Texte fourni:
########
Au delà de la diversité de notre ferme à taille humaine, riche de prés, bois, terres, prairie inondable, bocage, (petite visite en chanson par ici), les pratiques écologiques paysannes que nous mettons en œuvre dans l’entretien d’ensemble de notre jardin contribuent à valoriser un équilibre naturel protégeant nos cultures maraîchères que nous menons de façon EXtensive.
Et dans notre jardin, chaque carré de légume est entouré de bandes fleuries permanentes destinées à attirer et héberger les insectes auxiliaires de nos cultures. La réflexion à ce sujet et leur mise en place ont été une grande aventure débutée dès 2001, et que nous avons racontée et illustrée ici.
Pour la culture elle-même des bandes fleuries,
Plusieurs critères
et objectifs nous guident dans le choix des variétés qui composent le mélange installé pour plusieurs années consécutives sur la planche en bande fleurie. En vrac :
Lieu de tranquilité
Un lieu de «tranquillité» pour les insectes, avec au grand maximum un seul passage de tracteur par an, et chaque fois que possible pas d’intervention du tout avec le tracteur.
Le but pour les insectes ? Peinards…
Floraison échelonnée.
Une floraison échelonnée suffisamment pour attirer les butineurs tout au long de la saison et ainsi faciliter la pollinisation des cultures.
Le but pour les insectes ? À « manger » toute la saison…
Attirer.
- Le but est aussi d’attirer les auxiliaires spécifiques des parasites de nos cultures en installant des plantes à parasite inféodé ( = parasite qui lui est spécifique => il n’y a donc pas de risque qu’il parasite nos cultures). Par exemple le puceron spécifique du bleuet
attire la coccinelle qui, elle, parasite plusieurs pucerons différents.
- On augmente selon le besoin du légume voisin la proportion de plantes identifiées comme particulièrement efficaces pour attirer les prédateurs que nous recherchons.
Éviter les invasions.
########
Informations enregistrées:
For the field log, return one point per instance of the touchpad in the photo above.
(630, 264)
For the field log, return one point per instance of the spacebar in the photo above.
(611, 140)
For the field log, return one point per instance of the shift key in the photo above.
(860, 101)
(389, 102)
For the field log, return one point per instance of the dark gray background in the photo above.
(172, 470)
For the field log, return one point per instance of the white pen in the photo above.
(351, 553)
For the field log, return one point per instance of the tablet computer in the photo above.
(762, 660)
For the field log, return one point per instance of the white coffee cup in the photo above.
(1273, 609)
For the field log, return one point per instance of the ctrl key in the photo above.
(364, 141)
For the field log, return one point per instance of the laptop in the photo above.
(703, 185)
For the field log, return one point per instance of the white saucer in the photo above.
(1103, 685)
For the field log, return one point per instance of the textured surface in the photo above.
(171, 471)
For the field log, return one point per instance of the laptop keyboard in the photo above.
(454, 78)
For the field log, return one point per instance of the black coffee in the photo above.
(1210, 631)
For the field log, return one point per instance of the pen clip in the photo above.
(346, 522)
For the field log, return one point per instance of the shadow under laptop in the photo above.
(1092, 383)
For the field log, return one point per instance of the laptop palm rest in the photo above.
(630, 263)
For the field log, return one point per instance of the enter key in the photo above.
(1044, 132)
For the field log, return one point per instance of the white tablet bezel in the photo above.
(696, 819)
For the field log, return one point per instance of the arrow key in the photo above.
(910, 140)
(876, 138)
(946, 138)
########
Travail à réaliser:
- a) Traduisez en anglais la phrase suivante, tirée du texte sur les bandes fleuries : « Et dans notre jardin, chaque carré de légume est entouré de bandes fleuries permanentes destinées à attirer et héberger les insectes auxiliaires de nos cultures. »
- b) Répondez aux questions suivantes d'après le texte sur les bandes fleuries :
(i) En quelle année la mise en place des bandes fleuries a-t-elle débuté ?
(ii) Combien de passages de tracteur par an sont admis au grand maximum sur les bandes fleuries ?
(iii) Quel insecte le puceron spécifique du bleuet attire-t-il ?
- c) Recopiez à l'identique le passage du texte sur les bandes fleuries qui commence par « Et dans notre » et s'achève sur « et illustrée ici. ».
Les données constituent un matériau distinct du texte fourni.

Réponses par tâche:
- a) And in our garden, each vegetable plot is surrounded by permanent flower strips intended to attract and shelter the beneficial insects of our crops.

- b)
(i) En 2001.
(ii) Un seul passage.
(iii) La coccinelle.

- c)
Et dans notre jardin, chaque carré de légume est entouré de bandes fleuries permanentes destinées à attirer et héberger les insectes auxiliaires de nos cultures. La réflexion à ce sujet et leur mise en place ont été une grande aventure débutée dès 2001, et que nous avons racontée et illustrée ici.